> **Jobs**:
a) Using the ggcorrmat tutorial, mark each statement yes or no and quote the words that settle it: (i) faceting can be done directly in ggcorrmat(); (ii) the scatter plots in a correlation matrix get cluttered once there are more than 500 observations; (iii) "colors" may be put in the ggcorrplot.args list.
b) Write a two-sentence summary of the ggcorrmat tutorial.

> **Supplied text**:
|---|

9.5 Visualising Correlation Matrix: ggcormat()

One of the major limitation of the correlation matrix is that the scatter plots appear very cluttered when the number of observations is relatively large (i.e. more than 500 observations). To over come this problem, Corrgram data visualisation technique suggested by D. J. Murdoch and E. D. Chow (1996) and Friendly, M (2002) and will be used.

The are at least three R packages provide function to plot corrgram, they are:

On top that, some R package like ggstatsplot package also provides functions for building corrgram.

In this section, you will learn how to visualising correlation matrix by using ggcorrmat() of ggstatsplot package.

9.5.1 The basic plot

On of the advantage of using ggcorrmat() over many other methods to visualise a correlation matrix is it’s ability to provide a comprehensive and yet professional statistical report as shown in the figure below.

Code

ggstatsplot::ggcorrmat(
  data = wine, 
  cor.vars = 1:11)

Notice that some of the axis labels are too long. You will learn how to overcome this problem in the next step.

Code

ggstatsplot::ggcorrmat(
  data = wine, 
  cor.vars = 1:11,
  ggcorrplot.args = list(outline.color = "black", 
                         hc.order = TRUE,
                         tl.cex = 10),
  title    = "Correlogram for wine dataset",
  subtitle = "Four pairs are no significant at p < 0.05"
)

Things to learn from the code chunk above:

cor.vars argument is used to compute the correlation matrix needed to build the corrgram.
ggcorrplot.args argument provide additional (mostly aesthetic) arguments that will be passed to ggcorrplot::ggcorrplot function. The list should avoid any of the following arguments since they are already internally being used: corr, method, p.mat, sig.level, ggtheme, colors, lab, pch, legend.title, digits.

9.6 Building multiple plots

Since ggstasplot is an extension of ggplot2, it also supports faceting. However the feature is not available in ggcorrmat() but in the grouped_ggcorrmat() of ggstatsplot.

Code

grouped_ggcorrmat(
  data = wine,
  cor.vars = 1:11,
  grouping.var = type,
  type = "robust",
  p.adjust.method = "holm",
  plotgrid.args = list(ncol = 2),
  ggcorrplot.args = list(outline.color = "black", 
                         hc.order = TRUE,
                         tl.cex = 10),
  annotation.args = list(
    tag_levels = "a",
    title = "Correlogram for wine dataset",
    subtitle = "The measures are: alcohol, sulphates, fixed acidity, citric acid, chlorides, residual sugar, density, free sulfur dioxide and volatile acidity",
    caption = "Dataset: UCI Machine Learning Repository"

|---|

> **Information shown**:
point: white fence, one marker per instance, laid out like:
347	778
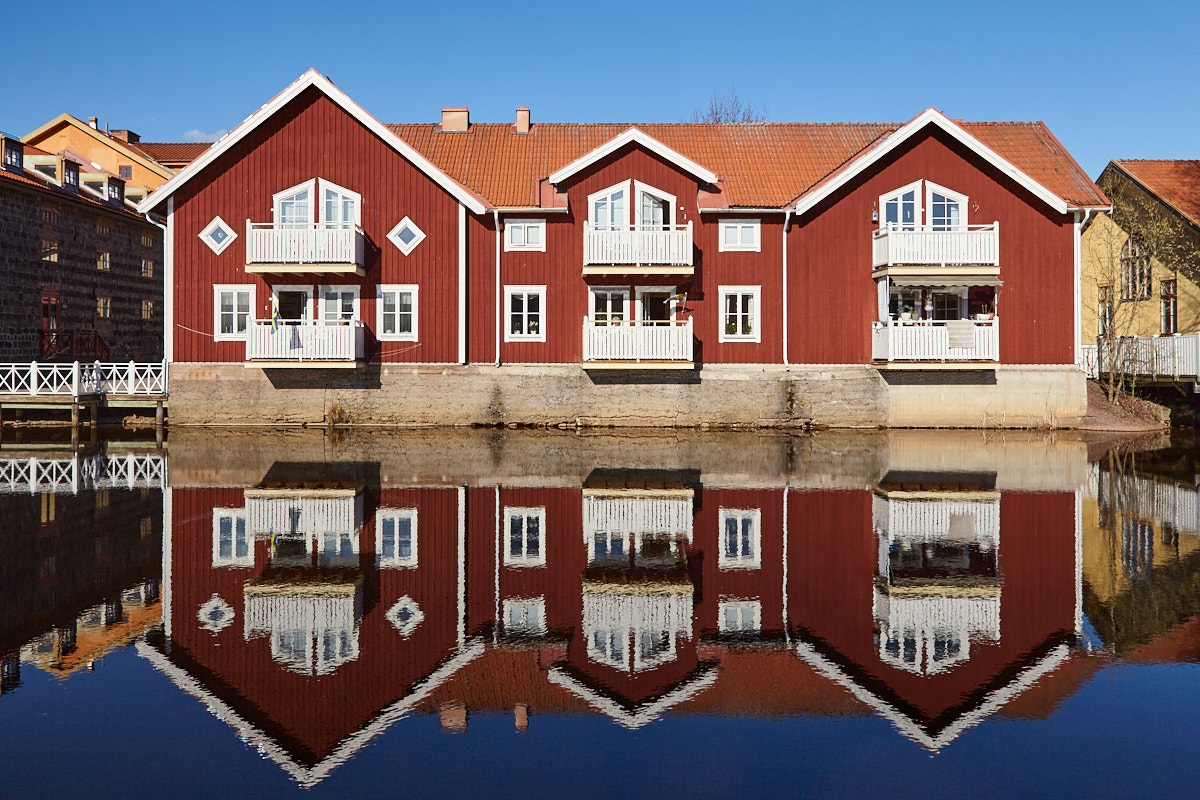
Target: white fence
1149	356
304	244
81	473
935	341
304	342
76	379
669	245
648	342
894	244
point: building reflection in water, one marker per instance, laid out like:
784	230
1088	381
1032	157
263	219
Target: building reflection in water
934	597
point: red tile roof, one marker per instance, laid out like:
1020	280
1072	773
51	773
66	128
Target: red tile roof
765	164
1175	182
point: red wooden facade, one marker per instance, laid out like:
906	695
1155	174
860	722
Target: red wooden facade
831	296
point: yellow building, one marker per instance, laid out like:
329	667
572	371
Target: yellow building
1135	283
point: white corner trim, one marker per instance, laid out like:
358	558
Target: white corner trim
312	78
930	116
635	137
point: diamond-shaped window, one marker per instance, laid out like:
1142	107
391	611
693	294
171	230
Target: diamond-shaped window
406	235
217	235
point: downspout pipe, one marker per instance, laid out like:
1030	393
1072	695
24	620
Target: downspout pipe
499	316
787	218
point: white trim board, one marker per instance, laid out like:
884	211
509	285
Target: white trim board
634	136
929	116
312	78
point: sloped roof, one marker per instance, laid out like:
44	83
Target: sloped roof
1176	182
761	164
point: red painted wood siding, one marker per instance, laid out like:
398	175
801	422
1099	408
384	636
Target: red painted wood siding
832	295
309	138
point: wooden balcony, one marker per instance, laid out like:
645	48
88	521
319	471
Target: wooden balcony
634	250
936	343
304	248
304	344
646	346
923	246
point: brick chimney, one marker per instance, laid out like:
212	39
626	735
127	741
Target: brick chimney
455	120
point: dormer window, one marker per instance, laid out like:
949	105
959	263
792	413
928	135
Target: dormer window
923	203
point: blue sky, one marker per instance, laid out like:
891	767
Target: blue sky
1111	79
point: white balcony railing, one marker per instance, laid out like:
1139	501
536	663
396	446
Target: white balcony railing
304	244
637	246
960	340
969	245
645	342
304	342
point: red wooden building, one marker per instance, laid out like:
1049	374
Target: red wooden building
315	236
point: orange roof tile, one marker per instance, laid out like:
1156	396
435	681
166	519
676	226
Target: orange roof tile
763	164
1175	182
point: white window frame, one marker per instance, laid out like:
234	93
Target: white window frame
523	226
394	236
741	224
627	185
523	559
755	317
340	289
639	188
234	516
217	222
918	211
534	612
322	216
397	289
395	516
739	605
739	561
509	290
958	197
235	288
279	197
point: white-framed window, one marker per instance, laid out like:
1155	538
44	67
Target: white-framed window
739	314
396	312
741	537
525	234
739	615
609	209
406	235
339	304
294	205
525	615
739	235
217	235
526	313
232	542
233	307
525	536
609	305
396	539
901	208
947	209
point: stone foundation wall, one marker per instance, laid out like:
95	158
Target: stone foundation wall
834	396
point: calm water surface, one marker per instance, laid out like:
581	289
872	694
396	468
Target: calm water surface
438	614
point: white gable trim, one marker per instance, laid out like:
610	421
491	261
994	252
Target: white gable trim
930	116
312	78
636	137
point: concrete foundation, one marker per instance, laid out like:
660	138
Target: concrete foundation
555	395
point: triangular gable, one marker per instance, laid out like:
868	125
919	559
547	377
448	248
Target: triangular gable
633	136
34	137
307	776
312	78
885	145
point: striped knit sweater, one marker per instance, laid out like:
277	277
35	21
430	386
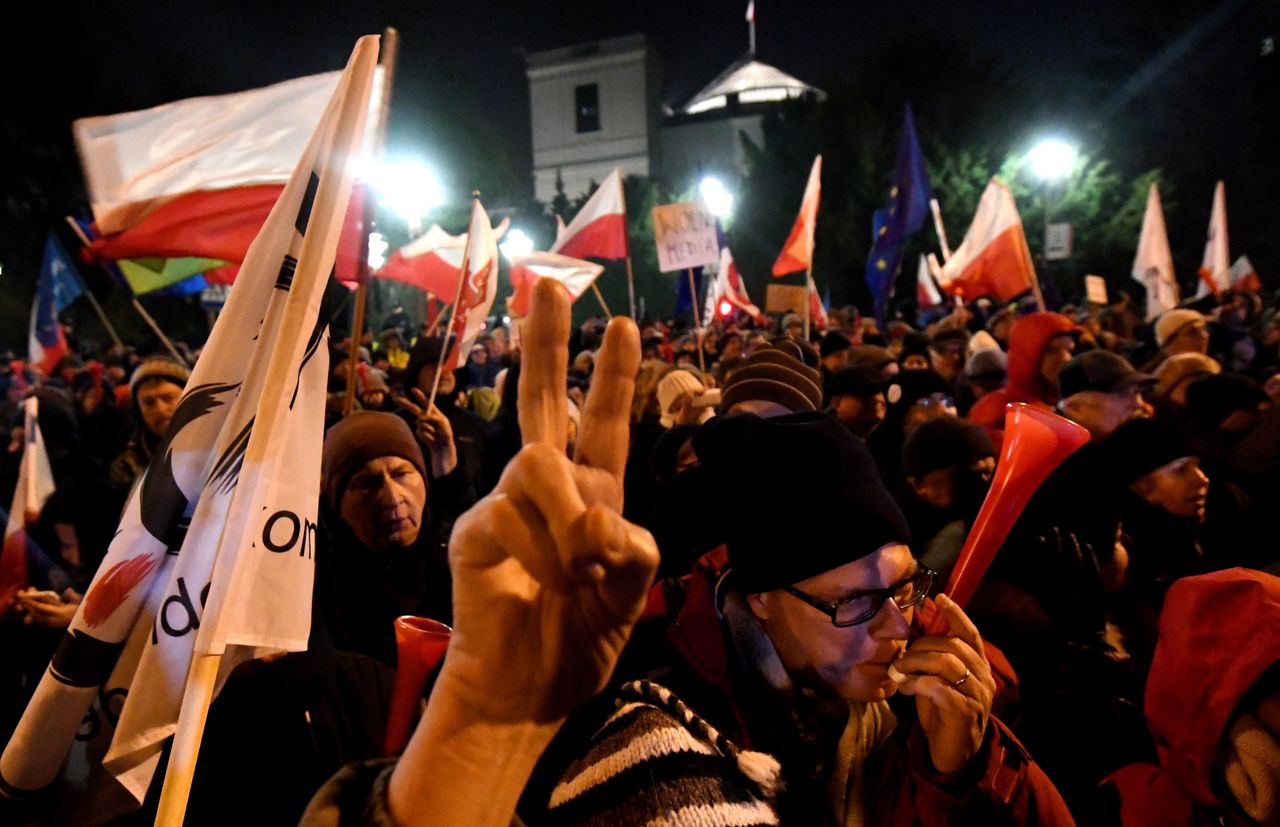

|---|

> **Responses in order**:
a)
(i) No: "However the feature is not available in ggcorrmat() but in the grouped_ggcorrmat() of ggstatsplot."
(ii) Yes: "the scatter plots appear very cluttered when the number of observations is relatively large (i.e. more than 500 observations)."
(iii) No: "The list should avoid any of the following arguments since they are already internally being used: corr, method, p.mat, sig.level, ggtheme, colors, lab, pch, legend.title, digits."

b) Because the scatter plots in a correlation matrix get cluttered when there are many observations, the ggcorrmat tutorial uses corrgrams instead and shows how to draw them with ggcorrmat() from the ggstatsplot package. In that function, cor.vars is used to compute the correlation matrix and ggcorrplot.args passes mostly aesthetic options on to ggcorrplot; since ggcorrmat() lacks faceting, multiple plots are built with grouped_ggcorrmat().